Records contained in a dataset:
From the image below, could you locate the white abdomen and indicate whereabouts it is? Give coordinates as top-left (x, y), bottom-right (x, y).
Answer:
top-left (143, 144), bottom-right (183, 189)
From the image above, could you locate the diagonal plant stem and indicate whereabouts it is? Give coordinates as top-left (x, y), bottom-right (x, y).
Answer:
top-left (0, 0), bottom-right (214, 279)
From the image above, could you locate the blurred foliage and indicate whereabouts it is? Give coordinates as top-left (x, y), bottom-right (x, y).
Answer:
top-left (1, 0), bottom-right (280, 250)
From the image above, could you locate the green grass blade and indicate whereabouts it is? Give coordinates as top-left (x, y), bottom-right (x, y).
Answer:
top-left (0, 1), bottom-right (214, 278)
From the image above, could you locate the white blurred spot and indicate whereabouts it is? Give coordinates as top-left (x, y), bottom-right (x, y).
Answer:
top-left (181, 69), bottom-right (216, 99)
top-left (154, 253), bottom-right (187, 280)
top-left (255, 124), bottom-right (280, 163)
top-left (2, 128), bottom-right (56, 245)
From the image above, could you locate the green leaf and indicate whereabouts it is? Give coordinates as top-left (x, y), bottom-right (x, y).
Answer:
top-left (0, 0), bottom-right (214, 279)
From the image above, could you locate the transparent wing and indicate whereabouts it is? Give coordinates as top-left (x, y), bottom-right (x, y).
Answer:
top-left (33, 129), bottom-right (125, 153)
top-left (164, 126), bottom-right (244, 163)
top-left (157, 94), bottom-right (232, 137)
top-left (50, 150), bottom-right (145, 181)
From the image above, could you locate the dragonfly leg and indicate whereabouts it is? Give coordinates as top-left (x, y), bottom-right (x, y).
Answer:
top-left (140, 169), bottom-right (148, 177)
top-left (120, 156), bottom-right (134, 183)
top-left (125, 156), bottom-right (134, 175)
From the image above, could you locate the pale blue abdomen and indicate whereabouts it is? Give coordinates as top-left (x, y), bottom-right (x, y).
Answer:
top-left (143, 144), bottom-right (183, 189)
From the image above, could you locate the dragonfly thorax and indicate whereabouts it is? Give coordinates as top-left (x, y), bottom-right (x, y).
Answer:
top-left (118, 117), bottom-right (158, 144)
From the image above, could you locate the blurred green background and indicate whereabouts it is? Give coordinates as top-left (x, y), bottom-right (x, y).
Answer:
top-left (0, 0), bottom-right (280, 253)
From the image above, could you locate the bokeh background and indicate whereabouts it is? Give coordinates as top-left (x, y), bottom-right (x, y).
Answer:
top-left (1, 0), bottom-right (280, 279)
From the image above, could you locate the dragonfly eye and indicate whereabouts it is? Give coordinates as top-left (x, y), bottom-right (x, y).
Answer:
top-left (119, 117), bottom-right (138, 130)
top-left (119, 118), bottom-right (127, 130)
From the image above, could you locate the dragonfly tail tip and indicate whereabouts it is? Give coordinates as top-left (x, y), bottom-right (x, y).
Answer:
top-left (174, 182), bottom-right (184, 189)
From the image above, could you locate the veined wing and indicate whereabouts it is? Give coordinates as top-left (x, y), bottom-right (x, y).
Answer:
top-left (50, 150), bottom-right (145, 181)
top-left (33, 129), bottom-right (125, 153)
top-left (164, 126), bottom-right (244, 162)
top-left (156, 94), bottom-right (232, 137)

# Work required
Print the records above in full, exactly.

# Result below
From the image below, could you locate the white abdomen and indicate whereabouts it is? Give coordinates as top-left (x, y), bottom-right (x, y).
Answer:
top-left (143, 144), bottom-right (183, 189)
From the image above, could you locate the diagonal plant stem and indicate whereabouts it is? Give coordinates as top-left (x, y), bottom-right (x, y).
Answer:
top-left (0, 0), bottom-right (214, 279)
From the image above, could you locate the blurred foliage and indicate whereabouts it is? Give coordinates as top-left (x, y), bottom-right (x, y).
Answer:
top-left (1, 0), bottom-right (280, 250)
From the image above, could you locate the green grass blade and indicate whereabouts it is? Give coordinates as top-left (x, y), bottom-right (x, y).
Answer:
top-left (0, 1), bottom-right (214, 278)
From the image above, could you locate the white blurred spot and indicate whereabouts it is? Give coordinates as top-left (x, y), bottom-right (x, y).
Answer:
top-left (181, 69), bottom-right (216, 99)
top-left (154, 253), bottom-right (187, 280)
top-left (255, 124), bottom-right (280, 163)
top-left (2, 128), bottom-right (56, 245)
From the image above, could you locate the green leaf and indicate whereabouts it is? Give coordinates as top-left (x, y), bottom-right (x, y).
Answer:
top-left (0, 0), bottom-right (214, 279)
From the image above, could you locate the transparent wing and indicate whereabouts it is? Give coordinates as top-left (x, y), bottom-right (x, y).
Answer:
top-left (33, 129), bottom-right (125, 153)
top-left (164, 126), bottom-right (244, 163)
top-left (157, 94), bottom-right (232, 137)
top-left (50, 150), bottom-right (145, 181)
From the image above, could you locate the dragonfly leg and indicate whereabouts it is? Give coordinates as top-left (x, y), bottom-right (x, y).
Answer:
top-left (140, 169), bottom-right (148, 177)
top-left (120, 156), bottom-right (134, 183)
top-left (125, 156), bottom-right (134, 175)
From the image above, could you locate the pale blue abdomen and indicate whereabouts it is? Give coordinates as top-left (x, y), bottom-right (x, y).
Answer:
top-left (143, 144), bottom-right (183, 189)
From the image above, could you locate the dragonfly thorax and indicate whereabouts it is? Give coordinates as top-left (x, y), bottom-right (x, y).
Answer:
top-left (118, 117), bottom-right (158, 144)
From the image above, could you locate the blurred green background and indicate whereabouts it is? Give coordinates as top-left (x, y), bottom-right (x, y).
Answer:
top-left (0, 0), bottom-right (280, 253)
From the image above, could you locate the bokeh background and indicate whereabouts it is? Give coordinates as top-left (x, y), bottom-right (x, y).
Answer:
top-left (1, 0), bottom-right (280, 279)
From the image above, could you locate the dragonfly eye and indicate whereabouts it is? Give coordinates as top-left (x, y), bottom-right (x, y).
Answer:
top-left (119, 117), bottom-right (138, 130)
top-left (119, 118), bottom-right (127, 130)
From the image above, could you locate the dragonfly tail tip and indicate whereabouts it is? Give coordinates as top-left (x, y), bottom-right (x, y).
Answer:
top-left (174, 182), bottom-right (184, 189)
From the image above, could you locate the veined wing and indicate whereabouts it is? Give coordinates as top-left (x, y), bottom-right (x, y).
Answer:
top-left (50, 150), bottom-right (145, 181)
top-left (33, 129), bottom-right (125, 153)
top-left (164, 126), bottom-right (244, 162)
top-left (156, 94), bottom-right (232, 137)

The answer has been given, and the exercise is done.